• [Extracted text]
-------------------------
With paperwork collecting so quickly when you run a business, it’s tempting to throw out as many pages as you can. However, don’t be too carefree about this.

There are many documents you must keep on file for numerous years in case you are audited by the tax department.

You may also want to go back over financial paperwork to remind yourself of details or to learn what has gone right and wrong over the years.

READ: Dump the shoebox! A guide to organising receipts and documents

Do your best to organise paperwork, too. Simple, affordable folders broken up with dividers for different areas can work wonders.

Alternatively, take scans or photographs of documents and then upload them to the cloud. This way, you’ll always have them available and safely stored, yet don’t have to worry about the documents taking up room in your home or office.


4. Be consistent


Just like in every other aspect of your work, a key bookkeeping habit to get into is being consistent.

You will make life much easier for yourself if you update paperwork at least once a week or fortnight.

Doing so will ensure things don’t get out of hand and unmanageable.

It also means that if there are any issues you’ll spot them quickly and will be able to address them right away.


5. Utilise quality technology


These days, thanks to advances in the computer arena, there is all sorts of wonderful tech you can use to make your bookkeeping go more smoothly.

In particular, all trades and construction workers should sign up for access to trusted online accounting software.

Solutions such as those offered by MYOB have features like inbuilt receipt scanning and document management which make it a cinch to handle expenses and receivables.

READ: Paying staff and suppliers just became easier with MYOB

This kind of software can also be set up to automatically send detailed reports and other information straight to your bookkeeper or tax agent (meaning less heavy lifting on your end).

Do make sure to double check your work for accuracy though, even when using tech, as human error can occur if you input details incorrectly.

Utilise your software to run reports each week and that way you’ll pick up on errors you may have missed at the time.
-------------------------
• [Tasks for this exercise]
1. Answer the following from the bookkeeping excerpt:
(a) How often does it recommend updating paperwork?
(b) Which two features of the solutions offered by MYOB does it name?
(c) As an alternative to folders with dividers, what does it suggest doing with documents?
2. Reproduce everything in the bookkeeping excerpt from "You will make" down to "go more smoothly.".

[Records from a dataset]
-------------------------
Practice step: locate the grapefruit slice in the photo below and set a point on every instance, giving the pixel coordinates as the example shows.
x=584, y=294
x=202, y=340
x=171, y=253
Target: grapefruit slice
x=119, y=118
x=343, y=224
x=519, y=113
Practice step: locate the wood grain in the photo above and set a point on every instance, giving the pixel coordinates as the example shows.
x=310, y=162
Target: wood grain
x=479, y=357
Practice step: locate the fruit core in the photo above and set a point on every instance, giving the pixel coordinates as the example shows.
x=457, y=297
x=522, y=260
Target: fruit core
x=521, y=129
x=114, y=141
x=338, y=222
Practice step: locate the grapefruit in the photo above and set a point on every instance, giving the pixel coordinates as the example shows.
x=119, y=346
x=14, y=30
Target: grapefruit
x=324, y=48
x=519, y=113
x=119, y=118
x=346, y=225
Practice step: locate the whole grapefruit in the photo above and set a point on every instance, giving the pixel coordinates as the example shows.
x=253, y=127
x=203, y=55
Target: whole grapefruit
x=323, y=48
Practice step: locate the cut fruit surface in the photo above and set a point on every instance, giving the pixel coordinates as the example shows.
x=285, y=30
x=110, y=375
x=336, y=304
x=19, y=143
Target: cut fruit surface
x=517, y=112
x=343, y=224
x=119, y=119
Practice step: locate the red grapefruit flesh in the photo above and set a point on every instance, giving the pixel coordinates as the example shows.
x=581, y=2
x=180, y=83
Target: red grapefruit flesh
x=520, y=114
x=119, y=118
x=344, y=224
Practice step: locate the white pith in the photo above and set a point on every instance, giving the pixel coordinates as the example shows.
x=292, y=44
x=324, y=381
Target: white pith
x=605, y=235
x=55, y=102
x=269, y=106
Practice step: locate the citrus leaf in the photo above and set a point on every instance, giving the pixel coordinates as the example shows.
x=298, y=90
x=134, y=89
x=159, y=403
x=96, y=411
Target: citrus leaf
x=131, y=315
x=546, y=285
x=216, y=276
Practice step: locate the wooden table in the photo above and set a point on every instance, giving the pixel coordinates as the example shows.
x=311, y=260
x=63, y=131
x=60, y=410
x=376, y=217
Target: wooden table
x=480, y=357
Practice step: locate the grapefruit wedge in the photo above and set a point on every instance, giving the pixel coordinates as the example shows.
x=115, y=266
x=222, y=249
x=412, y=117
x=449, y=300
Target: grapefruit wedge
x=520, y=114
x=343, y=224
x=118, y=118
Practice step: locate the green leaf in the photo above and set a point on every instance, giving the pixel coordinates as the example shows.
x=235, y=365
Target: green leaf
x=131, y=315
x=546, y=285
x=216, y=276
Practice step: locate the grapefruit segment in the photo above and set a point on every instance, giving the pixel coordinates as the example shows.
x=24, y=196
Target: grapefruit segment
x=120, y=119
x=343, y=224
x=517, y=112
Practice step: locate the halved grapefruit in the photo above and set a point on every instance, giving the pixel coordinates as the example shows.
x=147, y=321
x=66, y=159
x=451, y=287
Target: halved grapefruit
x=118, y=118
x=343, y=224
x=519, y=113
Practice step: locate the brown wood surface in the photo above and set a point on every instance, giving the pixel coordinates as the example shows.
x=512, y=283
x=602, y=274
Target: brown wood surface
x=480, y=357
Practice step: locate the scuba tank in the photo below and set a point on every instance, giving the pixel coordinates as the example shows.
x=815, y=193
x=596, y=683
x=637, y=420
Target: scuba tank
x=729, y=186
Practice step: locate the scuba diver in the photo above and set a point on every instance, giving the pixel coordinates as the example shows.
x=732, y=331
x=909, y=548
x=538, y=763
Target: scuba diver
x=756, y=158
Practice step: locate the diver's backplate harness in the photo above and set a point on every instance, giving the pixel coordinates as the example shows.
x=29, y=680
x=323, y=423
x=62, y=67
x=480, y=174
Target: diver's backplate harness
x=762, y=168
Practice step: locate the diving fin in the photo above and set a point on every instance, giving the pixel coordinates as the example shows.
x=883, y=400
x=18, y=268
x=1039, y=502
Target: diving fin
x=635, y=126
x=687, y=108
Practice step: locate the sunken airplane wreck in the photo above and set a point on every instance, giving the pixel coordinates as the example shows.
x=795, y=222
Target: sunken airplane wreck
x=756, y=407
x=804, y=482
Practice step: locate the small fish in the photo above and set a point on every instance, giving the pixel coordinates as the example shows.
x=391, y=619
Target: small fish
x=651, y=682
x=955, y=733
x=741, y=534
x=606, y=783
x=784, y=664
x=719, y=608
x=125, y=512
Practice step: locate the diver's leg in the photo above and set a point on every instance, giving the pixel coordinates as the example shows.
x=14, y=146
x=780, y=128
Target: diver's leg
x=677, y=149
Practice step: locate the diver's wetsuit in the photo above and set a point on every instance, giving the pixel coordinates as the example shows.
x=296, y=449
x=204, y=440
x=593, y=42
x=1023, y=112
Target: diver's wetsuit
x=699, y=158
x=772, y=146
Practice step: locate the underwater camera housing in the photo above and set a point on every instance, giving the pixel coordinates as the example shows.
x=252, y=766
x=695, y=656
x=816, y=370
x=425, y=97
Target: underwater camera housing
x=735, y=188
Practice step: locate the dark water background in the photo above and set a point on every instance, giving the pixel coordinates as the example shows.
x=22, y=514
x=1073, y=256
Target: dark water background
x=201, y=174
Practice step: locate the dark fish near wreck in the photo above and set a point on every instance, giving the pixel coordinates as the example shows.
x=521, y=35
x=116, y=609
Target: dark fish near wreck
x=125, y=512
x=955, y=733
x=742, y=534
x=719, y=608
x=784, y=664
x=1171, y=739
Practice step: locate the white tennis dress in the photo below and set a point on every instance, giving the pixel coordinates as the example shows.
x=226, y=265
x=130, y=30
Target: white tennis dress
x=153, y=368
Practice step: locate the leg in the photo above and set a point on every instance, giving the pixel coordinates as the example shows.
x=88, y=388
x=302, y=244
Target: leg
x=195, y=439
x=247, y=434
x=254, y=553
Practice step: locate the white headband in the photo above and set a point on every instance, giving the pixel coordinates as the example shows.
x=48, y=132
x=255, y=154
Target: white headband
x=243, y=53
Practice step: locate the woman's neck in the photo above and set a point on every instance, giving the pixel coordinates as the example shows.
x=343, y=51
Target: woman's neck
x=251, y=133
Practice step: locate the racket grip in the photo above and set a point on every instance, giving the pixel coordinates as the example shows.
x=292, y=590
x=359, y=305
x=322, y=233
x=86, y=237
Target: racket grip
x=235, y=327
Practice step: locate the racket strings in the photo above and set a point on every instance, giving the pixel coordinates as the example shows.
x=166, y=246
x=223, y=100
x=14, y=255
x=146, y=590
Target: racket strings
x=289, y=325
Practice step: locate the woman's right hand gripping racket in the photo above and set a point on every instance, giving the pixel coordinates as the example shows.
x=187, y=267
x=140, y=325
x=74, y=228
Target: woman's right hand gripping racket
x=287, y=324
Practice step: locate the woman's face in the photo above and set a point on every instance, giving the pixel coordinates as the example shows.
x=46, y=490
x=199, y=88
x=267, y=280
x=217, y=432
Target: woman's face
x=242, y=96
-------------------------
• [Answers given]
1.
(a) At least once a week or fortnight.
(b) Inbuilt receipt scanning and document management.
(c) Taking scans or photographs of them and uploading them to the cloud.

2.
You will make life much easier for yourself if you update paperwork at least once a week or fortnight.

Doing so will ensure things don’t get out of hand and unmanageable.

It also means that if there are any issues you’ll spot them quickly and will be able to address them right away.


5. Utilise quality technology


These days, thanks to advances in the computer arena, there is all sorts of wonderful tech you can use to make your bookkeeping go more smoothly.